### READING TEXT:

▼

Abstract
Introduction
The purpose of this study was to construct and validate a nomogram for predicting cancer-specific survival (CSS) in undifferentiated pleomorphic sarcoma (UPS) patients at 3, 5, and 8 years after the diagnosis.
Methods
Data for UPS patients were extracted from the SEER (Surveillance, Epidemiology, and End Results) database. The patients were randomly divided into a training cohort (70%) and a validation cohort (30%). The backward stepwise Cox regression model was used to select independent prognostic factors. All of the factors were integrated into the nomogram to predict the CSS rates in UPS patients at 3, 5, and 8 years after the diagnosis. The nomogram’ s performance was then validated using multiple indicators, including the area under the time-dependent receiver operating characteristic curve (AUC), consistency index (C-index), calibration curve, decision-curve analysis (DCA), integrated discrimination improvement (IDI), and net reclassification improvement (NRI).
Results
This study included 2,009 UPS patients. Ten prognostic factors were identified after analysis of the Cox regression model in the training cohort, which were year of diagnosis, age, race, primary site, histological grade, T, N, M stage, surgery status, and insurance status. The nomogram was then constructed and validated internally and externally. The relatively high C-indexes and AUC values indicated that the nomogram has good discrimination ability. The calibration curves revealed that the nomogram was well calibrated. NRI and IDI values were both improved, indicating that our nomogram was superior to the AJCC (American Joint Committee on Cancer) system. DCA curves demonstrated that the nomogram was clinically useful.
Conclusions
The first nomogram for predicting the prognosis of UPS patients has been constructed and validated. Its usability and performance showed that the nomogram can be applied to clinical practice. However, further external validation is still needed.
Keywords
Introduction
Undifferentiated pleomorphic sarcoma, which was previously known as malignant fibrous histiocytoma, was first proposed by O’Brien et al. in 1964.1-3 Undifferentiated pleomorphic sarcoma is thought to be a high-grade aggressive sarcoma, and originates in histiocytes.1-4 It appears in a storiform pattern and consists of spindled (fibroblast-like) and rounded (histiocyte-like) cells, accompanied by pleomorphic giant and inflammatory cells.1-4 Undifferentiated pleomorphic sarcoma occurs most frequently in the soft tissues of extremities (50% in lower limbs, 20% in upper limbs), and occasionally in bone and viscera.5-8 It peaks around the age of 60 years and is more common in males. 6 As one of the most common subtypes, it accounts for about 5-10% of the adult soft-tissue sarcoma (STS).1-3 The present study focused on UPS occurring in soft tissues.

▲

### DATASET EXTRACT:
▼

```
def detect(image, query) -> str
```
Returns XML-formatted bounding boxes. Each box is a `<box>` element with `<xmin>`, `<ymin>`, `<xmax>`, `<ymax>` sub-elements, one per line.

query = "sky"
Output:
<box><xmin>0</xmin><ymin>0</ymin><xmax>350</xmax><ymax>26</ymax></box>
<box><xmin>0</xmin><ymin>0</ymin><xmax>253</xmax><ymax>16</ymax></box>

▲
▼

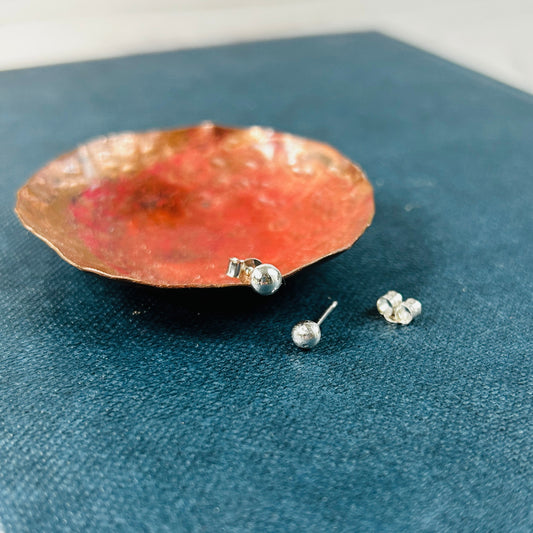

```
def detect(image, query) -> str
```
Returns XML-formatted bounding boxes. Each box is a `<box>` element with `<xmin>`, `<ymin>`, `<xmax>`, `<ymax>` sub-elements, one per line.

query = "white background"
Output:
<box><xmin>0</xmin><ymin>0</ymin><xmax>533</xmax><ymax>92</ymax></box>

▲
▼

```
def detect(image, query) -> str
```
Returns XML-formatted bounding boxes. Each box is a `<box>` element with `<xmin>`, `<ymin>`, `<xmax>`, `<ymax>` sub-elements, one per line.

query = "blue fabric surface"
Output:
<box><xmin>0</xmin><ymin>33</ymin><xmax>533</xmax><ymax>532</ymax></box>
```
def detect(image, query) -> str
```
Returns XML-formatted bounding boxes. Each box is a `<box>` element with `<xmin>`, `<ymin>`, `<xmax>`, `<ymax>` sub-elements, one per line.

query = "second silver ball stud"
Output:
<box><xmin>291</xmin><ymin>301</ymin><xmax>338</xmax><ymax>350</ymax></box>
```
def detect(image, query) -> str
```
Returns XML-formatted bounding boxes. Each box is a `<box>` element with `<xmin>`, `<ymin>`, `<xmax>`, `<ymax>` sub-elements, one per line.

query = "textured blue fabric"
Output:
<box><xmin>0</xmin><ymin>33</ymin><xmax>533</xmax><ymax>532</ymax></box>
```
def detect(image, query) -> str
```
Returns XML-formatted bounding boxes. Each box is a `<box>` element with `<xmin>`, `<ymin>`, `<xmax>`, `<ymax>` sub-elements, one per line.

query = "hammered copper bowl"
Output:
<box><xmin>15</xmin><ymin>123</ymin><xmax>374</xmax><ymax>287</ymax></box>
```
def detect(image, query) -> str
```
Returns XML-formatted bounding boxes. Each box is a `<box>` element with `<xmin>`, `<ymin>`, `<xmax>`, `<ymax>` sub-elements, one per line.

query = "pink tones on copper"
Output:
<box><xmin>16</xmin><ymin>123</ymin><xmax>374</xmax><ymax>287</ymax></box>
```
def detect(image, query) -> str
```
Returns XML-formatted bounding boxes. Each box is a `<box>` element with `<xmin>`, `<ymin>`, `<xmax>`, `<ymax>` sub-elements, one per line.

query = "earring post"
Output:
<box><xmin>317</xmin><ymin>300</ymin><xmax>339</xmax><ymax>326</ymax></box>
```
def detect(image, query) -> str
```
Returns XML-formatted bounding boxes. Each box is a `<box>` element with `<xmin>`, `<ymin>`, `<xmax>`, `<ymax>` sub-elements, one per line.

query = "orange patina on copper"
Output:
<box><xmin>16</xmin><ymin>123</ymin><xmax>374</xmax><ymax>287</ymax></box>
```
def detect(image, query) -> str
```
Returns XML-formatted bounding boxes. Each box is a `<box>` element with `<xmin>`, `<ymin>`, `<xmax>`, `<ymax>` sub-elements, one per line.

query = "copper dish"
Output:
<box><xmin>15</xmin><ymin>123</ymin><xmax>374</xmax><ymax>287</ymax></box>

▲

### WHAT TO DO:
Write the continuation of the article on the undifferentiated pleomorphic sarcoma nomogram, starting after its final sentence. The listing has no connection to the sarcoma nomogram article.

### SOLVED PROBLEM:
Undifferentiated pleomorphic sarcoma is normally treated by extensive surgical resection and adjuvant radiotherapy, with adjuvant chemotherapy considered for high-grade tumors. 9 Accurate prognosis is critical for treatment decisions. At present, the prognostic tool most commonly used for UPS is the American Joint Committee on Cancer (AJCC) staging system for STS. In addition to tumor (T), node (N), and metastasis (M) staging, which are used as predictors for all types of malignant tumors, the AJCC staging system for STS also considers the histological grade.10-12 However, this approach is applicable to all subtypes of STS, rather than being specifically designed for UPS. And it is widely considered that the prognostic features of different STS subtypes vary greatly. Moreover, many other important prognostic factors are neglected by this staging system. Therefore, it does not provide a very accurate prognosis for individual UPS patients. In other words, for UPS patients in the same AJCC stage, the prognosis may vary greatly. Nomograms have been widely used as an alternative to the AJCC staging system. By broadly integrating prognostic factors and quantifying individual risks, a nomogram can provide more accurate and intuitive individualized predictions. 13 In many oncology studies, the performance of a nomogram has been shown to be superior to the AJCC staging system.14-17 However, to the best of our knowledge, a nomogram for UPS has not yet been reported. 18
The aim of this study was to construct and validate a prognostic nomogram for predicting the cancer-specific survival (CSS) rates of UPS patients at 3, 5, and 8 years after the diagnosis, based on the Surveillance, Epidemiology, and End Results (SEER) database. In clinical practice, a nomogram can be used as a convenient and reliable reference tool to help assess the prognosis of patients and develop individualized treatment strategies.
Method
The SEER database was established by the National Cancer Institute in 1973 with the aim to reduce the burden of cancer. It is one of the most representative tumor databases in the United States.12,19 With 18 population-based registries already, the SEER database covers about 28% of the US population. 7 Each registry collects demographic, clinicopathological, and follow-up survival data, providing a broad approach to the study of tumors, especially rare tumors. 20
The SEER*Stat (version 8.3.6) software was used to extract data from the SEER database. The selected UPS patients had been diagnosed between 1990 and 2015. The subdatabase used had the following designation: “Incidence-SEER 18 Regs Custom Data (with additional treatment fields), Nov 2018 Sub (1975-2016 varying).” The end date of follow-ups for this version of the subdatabase was December 31, 2016.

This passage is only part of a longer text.